-- Begin --

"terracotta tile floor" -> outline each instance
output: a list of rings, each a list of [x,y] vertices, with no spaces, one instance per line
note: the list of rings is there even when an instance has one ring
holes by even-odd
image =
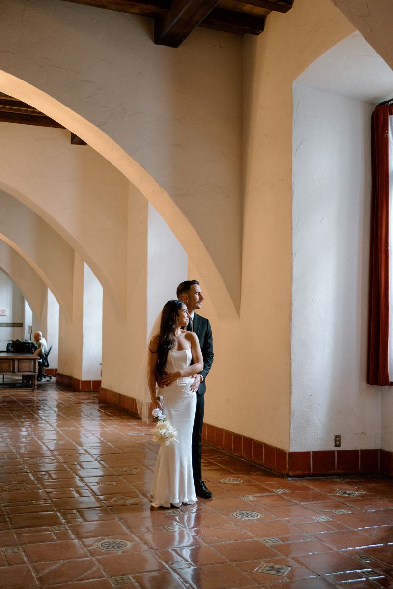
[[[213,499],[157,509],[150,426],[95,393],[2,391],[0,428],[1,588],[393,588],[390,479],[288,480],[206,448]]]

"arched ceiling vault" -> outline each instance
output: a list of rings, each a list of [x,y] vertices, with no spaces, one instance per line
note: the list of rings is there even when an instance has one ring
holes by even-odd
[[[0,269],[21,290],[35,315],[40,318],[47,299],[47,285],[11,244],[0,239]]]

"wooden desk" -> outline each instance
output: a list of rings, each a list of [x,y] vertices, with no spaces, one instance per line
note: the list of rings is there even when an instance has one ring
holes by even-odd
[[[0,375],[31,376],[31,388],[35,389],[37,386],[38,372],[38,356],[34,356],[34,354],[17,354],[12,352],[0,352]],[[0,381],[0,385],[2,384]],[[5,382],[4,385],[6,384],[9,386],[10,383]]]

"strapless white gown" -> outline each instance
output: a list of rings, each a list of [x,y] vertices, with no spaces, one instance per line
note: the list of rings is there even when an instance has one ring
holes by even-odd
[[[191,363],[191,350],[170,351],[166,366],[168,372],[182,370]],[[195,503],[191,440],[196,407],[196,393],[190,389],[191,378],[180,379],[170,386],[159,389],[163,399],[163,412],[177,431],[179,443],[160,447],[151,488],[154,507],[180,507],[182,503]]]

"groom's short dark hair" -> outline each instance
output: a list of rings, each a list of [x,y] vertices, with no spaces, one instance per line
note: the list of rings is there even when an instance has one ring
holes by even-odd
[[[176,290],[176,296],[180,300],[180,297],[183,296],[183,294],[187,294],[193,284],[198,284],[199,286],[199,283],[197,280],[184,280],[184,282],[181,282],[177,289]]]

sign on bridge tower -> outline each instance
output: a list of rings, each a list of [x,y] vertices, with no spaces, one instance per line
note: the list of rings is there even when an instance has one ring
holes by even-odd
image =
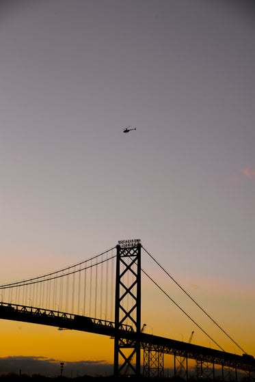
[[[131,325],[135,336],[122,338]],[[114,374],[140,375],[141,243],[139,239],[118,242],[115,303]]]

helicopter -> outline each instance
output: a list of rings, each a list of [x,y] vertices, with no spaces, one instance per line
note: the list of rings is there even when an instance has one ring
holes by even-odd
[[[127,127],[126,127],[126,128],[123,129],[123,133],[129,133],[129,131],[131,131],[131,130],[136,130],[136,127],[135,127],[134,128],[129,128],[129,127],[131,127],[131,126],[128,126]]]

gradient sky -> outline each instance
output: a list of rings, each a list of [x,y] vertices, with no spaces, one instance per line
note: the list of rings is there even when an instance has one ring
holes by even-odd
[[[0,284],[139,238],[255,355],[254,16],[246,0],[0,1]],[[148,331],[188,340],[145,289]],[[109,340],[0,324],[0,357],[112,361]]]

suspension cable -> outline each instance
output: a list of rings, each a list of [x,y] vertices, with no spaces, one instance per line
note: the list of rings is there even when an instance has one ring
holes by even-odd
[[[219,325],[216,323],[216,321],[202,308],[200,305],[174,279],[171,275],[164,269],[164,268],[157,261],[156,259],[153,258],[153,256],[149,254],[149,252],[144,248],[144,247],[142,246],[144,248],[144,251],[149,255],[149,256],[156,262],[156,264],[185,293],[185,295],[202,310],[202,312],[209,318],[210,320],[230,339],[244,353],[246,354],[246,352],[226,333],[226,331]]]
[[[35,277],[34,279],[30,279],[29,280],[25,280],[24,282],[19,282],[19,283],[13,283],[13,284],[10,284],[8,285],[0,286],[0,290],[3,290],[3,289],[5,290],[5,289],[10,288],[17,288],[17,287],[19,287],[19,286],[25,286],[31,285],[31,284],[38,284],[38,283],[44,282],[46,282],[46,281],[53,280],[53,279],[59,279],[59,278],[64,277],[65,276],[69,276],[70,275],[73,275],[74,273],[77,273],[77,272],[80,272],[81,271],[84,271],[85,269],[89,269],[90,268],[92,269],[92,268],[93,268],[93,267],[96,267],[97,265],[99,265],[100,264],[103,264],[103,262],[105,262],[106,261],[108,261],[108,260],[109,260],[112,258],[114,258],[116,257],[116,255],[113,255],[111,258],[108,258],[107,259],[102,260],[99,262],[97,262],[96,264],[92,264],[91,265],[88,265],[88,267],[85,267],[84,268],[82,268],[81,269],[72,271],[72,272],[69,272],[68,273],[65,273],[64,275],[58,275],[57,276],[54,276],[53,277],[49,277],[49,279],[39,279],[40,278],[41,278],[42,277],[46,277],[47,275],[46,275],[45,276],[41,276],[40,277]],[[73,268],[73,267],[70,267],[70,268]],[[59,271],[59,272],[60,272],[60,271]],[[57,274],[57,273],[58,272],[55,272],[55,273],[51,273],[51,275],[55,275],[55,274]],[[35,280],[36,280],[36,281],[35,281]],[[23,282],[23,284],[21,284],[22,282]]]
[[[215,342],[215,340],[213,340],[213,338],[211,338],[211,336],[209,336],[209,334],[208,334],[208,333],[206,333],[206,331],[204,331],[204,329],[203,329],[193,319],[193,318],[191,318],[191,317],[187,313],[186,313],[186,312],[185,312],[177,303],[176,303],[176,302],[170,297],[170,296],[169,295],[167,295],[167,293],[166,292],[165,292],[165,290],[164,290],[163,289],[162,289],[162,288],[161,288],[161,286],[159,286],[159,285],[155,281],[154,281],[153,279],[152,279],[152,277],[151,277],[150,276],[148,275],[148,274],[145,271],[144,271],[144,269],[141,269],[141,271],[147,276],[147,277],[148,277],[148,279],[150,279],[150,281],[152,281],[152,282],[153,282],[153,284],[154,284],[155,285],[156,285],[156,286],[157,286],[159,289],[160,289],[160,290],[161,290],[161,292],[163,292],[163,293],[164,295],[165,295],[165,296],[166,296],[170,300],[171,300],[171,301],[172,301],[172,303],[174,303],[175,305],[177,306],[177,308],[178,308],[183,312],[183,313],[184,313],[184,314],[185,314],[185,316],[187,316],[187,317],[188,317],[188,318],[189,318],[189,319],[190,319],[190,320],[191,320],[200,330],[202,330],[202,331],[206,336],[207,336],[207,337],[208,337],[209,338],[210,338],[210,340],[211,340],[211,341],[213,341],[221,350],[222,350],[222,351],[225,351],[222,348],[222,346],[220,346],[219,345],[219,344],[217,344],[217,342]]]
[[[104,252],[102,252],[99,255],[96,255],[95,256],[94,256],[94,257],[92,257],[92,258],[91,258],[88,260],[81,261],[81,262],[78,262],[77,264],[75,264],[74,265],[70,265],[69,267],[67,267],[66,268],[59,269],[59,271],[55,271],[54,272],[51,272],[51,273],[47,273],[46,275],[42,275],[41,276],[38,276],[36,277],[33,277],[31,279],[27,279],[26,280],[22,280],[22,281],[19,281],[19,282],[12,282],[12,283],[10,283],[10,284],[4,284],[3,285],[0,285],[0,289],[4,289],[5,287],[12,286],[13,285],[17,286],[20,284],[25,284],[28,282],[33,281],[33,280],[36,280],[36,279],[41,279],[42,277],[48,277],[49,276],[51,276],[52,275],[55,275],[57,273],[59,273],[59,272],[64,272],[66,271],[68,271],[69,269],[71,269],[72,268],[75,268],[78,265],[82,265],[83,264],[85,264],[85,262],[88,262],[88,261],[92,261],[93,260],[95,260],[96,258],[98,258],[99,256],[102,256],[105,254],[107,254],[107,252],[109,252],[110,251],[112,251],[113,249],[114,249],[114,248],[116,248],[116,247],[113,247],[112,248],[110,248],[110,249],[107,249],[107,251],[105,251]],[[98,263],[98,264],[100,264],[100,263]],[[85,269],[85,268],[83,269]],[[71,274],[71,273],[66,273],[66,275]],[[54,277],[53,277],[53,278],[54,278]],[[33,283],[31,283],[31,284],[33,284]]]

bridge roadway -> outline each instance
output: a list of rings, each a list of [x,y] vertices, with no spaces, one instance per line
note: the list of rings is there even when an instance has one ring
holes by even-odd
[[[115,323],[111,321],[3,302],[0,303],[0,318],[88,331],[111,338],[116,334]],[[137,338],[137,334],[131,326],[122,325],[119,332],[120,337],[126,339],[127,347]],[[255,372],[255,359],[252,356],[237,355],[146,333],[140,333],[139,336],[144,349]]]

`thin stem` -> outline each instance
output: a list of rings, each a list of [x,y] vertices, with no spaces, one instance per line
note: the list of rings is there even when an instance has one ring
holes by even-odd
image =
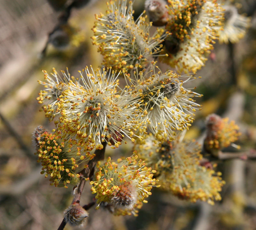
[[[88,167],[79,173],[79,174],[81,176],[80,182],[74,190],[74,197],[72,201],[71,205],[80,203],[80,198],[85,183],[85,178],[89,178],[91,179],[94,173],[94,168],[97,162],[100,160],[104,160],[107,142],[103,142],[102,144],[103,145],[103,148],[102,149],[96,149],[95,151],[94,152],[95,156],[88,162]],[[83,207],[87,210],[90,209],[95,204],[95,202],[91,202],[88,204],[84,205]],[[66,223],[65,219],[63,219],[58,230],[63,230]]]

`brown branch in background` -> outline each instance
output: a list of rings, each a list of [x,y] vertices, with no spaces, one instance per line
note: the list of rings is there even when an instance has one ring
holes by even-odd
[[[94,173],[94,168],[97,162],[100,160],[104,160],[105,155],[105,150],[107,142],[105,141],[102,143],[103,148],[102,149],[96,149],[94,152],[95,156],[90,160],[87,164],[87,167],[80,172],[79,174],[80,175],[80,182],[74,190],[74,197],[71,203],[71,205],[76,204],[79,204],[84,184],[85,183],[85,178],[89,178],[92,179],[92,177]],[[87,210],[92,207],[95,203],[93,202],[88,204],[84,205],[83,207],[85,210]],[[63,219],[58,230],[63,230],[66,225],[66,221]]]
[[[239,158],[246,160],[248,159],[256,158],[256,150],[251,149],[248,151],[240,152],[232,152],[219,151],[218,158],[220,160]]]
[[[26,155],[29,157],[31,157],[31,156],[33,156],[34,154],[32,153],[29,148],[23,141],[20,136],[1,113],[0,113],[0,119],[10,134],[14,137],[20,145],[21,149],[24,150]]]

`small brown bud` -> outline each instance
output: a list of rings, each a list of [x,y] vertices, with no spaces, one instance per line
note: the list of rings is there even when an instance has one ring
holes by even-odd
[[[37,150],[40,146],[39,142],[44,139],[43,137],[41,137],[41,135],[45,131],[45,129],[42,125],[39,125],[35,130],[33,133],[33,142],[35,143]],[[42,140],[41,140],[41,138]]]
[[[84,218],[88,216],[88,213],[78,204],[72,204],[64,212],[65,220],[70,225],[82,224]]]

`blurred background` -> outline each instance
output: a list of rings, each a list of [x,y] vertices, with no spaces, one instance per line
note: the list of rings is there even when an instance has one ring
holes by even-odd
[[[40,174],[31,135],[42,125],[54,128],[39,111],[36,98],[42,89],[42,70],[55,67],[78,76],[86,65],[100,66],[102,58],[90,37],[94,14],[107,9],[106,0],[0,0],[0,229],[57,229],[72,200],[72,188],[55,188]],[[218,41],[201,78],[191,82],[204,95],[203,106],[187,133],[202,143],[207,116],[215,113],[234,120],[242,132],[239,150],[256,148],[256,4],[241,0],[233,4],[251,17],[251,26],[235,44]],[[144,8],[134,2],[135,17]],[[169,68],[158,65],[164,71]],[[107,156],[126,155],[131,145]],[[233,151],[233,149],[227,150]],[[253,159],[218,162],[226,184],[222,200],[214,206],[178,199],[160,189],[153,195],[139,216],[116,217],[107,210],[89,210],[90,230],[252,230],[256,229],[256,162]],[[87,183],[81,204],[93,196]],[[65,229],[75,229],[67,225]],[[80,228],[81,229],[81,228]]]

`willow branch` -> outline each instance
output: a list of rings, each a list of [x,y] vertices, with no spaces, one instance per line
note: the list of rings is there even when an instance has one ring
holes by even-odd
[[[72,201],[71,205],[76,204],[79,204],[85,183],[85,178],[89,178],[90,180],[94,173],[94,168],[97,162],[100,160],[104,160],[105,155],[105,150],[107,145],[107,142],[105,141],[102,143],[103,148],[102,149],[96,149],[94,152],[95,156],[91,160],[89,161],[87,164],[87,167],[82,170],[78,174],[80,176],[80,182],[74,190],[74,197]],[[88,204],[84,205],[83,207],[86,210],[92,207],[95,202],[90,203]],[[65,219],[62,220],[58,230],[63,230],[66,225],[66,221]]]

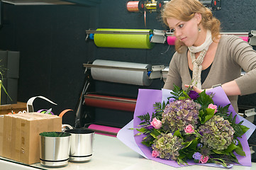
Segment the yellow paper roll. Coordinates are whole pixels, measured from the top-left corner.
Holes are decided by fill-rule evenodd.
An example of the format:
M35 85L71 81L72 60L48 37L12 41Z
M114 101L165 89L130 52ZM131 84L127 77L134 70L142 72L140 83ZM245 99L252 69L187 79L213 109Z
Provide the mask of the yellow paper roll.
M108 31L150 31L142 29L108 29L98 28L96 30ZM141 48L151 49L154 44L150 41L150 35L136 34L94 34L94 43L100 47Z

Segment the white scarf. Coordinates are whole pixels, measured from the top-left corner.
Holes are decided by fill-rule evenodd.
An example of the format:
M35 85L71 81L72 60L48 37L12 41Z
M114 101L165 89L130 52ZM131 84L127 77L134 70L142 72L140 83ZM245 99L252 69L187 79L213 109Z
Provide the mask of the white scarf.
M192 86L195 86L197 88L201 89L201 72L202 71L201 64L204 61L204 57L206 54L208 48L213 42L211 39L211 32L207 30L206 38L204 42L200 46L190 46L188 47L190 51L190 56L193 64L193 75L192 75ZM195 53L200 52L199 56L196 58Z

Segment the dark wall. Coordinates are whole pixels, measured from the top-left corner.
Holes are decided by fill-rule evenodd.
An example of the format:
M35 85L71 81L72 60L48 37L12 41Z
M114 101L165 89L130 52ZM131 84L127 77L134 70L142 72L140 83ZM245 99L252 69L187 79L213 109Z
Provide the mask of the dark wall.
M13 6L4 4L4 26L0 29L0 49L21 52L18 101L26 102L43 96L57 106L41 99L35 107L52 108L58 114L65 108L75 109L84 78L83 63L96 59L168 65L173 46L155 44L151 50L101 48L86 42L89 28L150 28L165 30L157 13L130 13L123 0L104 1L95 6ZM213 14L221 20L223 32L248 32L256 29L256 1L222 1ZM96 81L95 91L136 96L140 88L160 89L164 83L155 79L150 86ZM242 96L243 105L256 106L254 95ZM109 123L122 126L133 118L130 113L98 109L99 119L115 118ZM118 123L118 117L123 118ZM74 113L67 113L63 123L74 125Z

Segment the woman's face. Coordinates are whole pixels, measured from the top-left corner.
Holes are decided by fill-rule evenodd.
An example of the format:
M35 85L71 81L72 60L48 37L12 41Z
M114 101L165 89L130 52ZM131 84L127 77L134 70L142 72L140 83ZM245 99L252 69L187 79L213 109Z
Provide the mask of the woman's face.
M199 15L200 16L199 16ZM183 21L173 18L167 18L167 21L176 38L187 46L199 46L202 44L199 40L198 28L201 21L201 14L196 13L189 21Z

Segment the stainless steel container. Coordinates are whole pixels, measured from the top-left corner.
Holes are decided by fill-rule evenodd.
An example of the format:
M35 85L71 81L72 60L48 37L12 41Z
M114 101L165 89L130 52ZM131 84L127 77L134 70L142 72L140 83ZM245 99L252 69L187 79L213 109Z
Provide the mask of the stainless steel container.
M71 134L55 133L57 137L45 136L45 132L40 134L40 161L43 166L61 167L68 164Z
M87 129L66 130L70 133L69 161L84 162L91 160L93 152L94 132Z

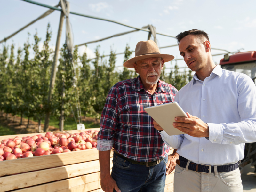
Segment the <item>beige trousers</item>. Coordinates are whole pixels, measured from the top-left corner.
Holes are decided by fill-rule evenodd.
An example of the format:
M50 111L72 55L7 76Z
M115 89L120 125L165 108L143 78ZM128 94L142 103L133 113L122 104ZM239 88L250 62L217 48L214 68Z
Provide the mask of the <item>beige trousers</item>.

-- End --

REQUIREMENT:
Leaving out every picture, transcribe exactly the lines from the line that contains "Segment the stainless" through the final line of the entries above.

COMPLETED TASK:
Segment the stainless steel container. Coordinates are whole pixels, measured from the top-left corner.
Holes are decided by fill-rule evenodd.
An example of the format:
M35 85L71 81L72 60L48 37L12 41Z
M114 101L165 89L130 52ZM131 84L127 77L134 70L142 72L140 83ZM245 99L252 69L187 79L213 109Z
Provide the mask of the stainless steel container.
M71 134L55 133L57 137L45 136L45 132L40 134L40 161L43 166L61 167L68 164Z
M87 129L66 130L70 133L69 161L84 162L91 160L93 152L94 132Z

Segment the <item>beige trousers</item>. Coordinates are whole pixels, measured from the top-left corner.
Holes are decided by fill-rule evenodd.
An example of the format:
M50 111L72 55L7 76Z
M115 89L120 125L165 108L143 78ZM128 94L142 103L133 113L122 104ZM239 88L250 62L217 48L214 68Z
Provide the mask of the <item>beige trousers</item>.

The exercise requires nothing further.